Prompt: Report how many lines of the records below contain the word "like". Give the number alone.

Begin

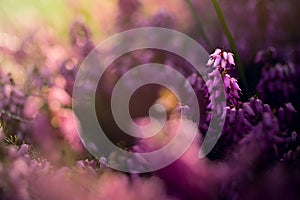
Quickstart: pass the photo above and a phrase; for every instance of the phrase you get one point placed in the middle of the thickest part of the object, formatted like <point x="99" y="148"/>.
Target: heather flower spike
<point x="221" y="59"/>
<point x="224" y="61"/>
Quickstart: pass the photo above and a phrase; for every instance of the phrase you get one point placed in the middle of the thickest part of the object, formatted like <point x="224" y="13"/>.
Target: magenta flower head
<point x="221" y="59"/>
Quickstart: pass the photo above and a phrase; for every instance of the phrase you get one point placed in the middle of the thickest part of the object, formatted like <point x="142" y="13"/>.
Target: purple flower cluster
<point x="258" y="151"/>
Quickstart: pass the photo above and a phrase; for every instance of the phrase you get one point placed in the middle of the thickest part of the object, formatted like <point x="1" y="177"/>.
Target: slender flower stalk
<point x="231" y="41"/>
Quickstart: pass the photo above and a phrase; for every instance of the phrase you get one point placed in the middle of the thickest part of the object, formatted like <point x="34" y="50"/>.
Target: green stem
<point x="198" y="21"/>
<point x="231" y="41"/>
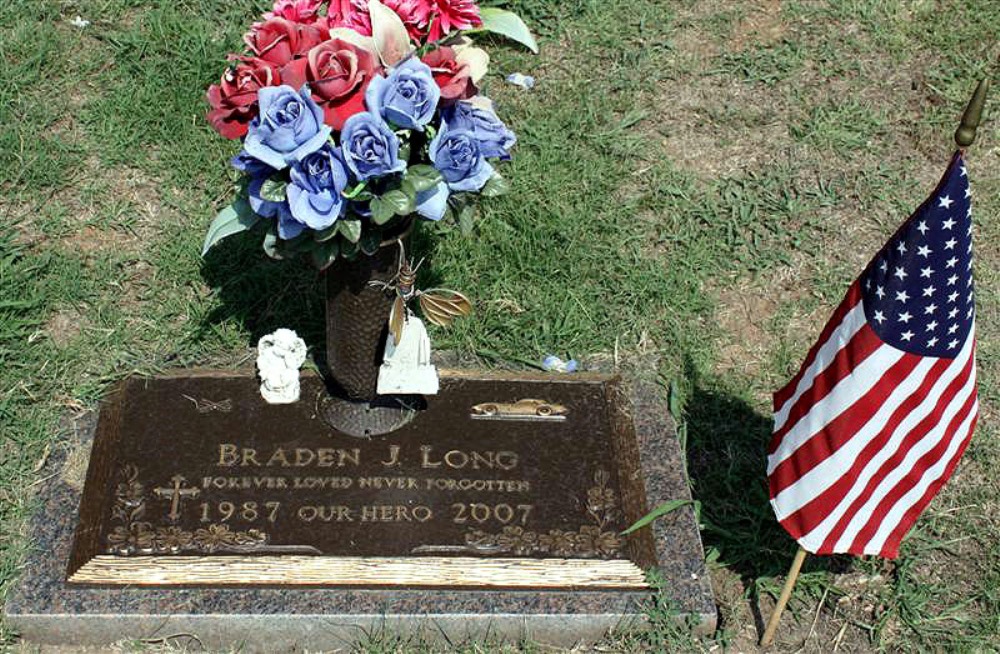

End

Solution: 5